╭─ Selected passage

# Algorithm to generate non-repeating random numbers of O(1) memory?

Is it possible to create $O(1)$ memory consuming algorithm, which is generating non-repeating pseudo random numbers?

I can remember numbers in the hash set and it will be $O(1)$ time, but the set will grow as numbers generated as $O(N)$. Is it possible to do $O(1)$?

UPDATE

Narrowing the question: we have parameter $N$. We need to generate all numbers from 1 to $N$ without repetition in (pseudo) random order.

UPDATE 2

May be there are reversible hash functions? I would compute just $H(i)$ then.

• When you say "pseudorandom", what exactly do you need? Just good enough for a statistical simulation? Do you need cryptographic-strength pseudorandomness? Something else?
– D.W.

╰─
╭─ Supplied data

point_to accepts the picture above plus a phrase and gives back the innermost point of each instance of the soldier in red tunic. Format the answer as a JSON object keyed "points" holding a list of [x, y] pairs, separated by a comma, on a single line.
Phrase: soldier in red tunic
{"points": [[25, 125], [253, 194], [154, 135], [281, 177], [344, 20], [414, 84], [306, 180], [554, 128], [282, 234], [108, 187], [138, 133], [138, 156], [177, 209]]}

╰─

■ **Written problem 1**: From the thread on generating non-repeating random numbers, copy everything from "Narrowing the question: we" down to "just $H(i)$ then.".
■ **Written problem 2**:
Answer these questions from the thread on non-repeating random numbers:
(a) What structure does the asker say could hold the numbers already generated?
(b) After narrowing the question, which numbers must be generated?
(c) What kind of function does the asker wonder about in the second update?

■ **Final answer 1**:
Narrowing the question: we have parameter $N$. We need to generate all numbers from 1 to $N$ without repetition in (pseudo) random order.

UPDATE 2

May be there are reversible hash functions? I would compute just $H(i)$ then.

■ **Final answer 2**:
(a) A hash set.
(b) All numbers from 1 to N, without repetition, in (pseudo) random order.
(c) Reversible hash functions.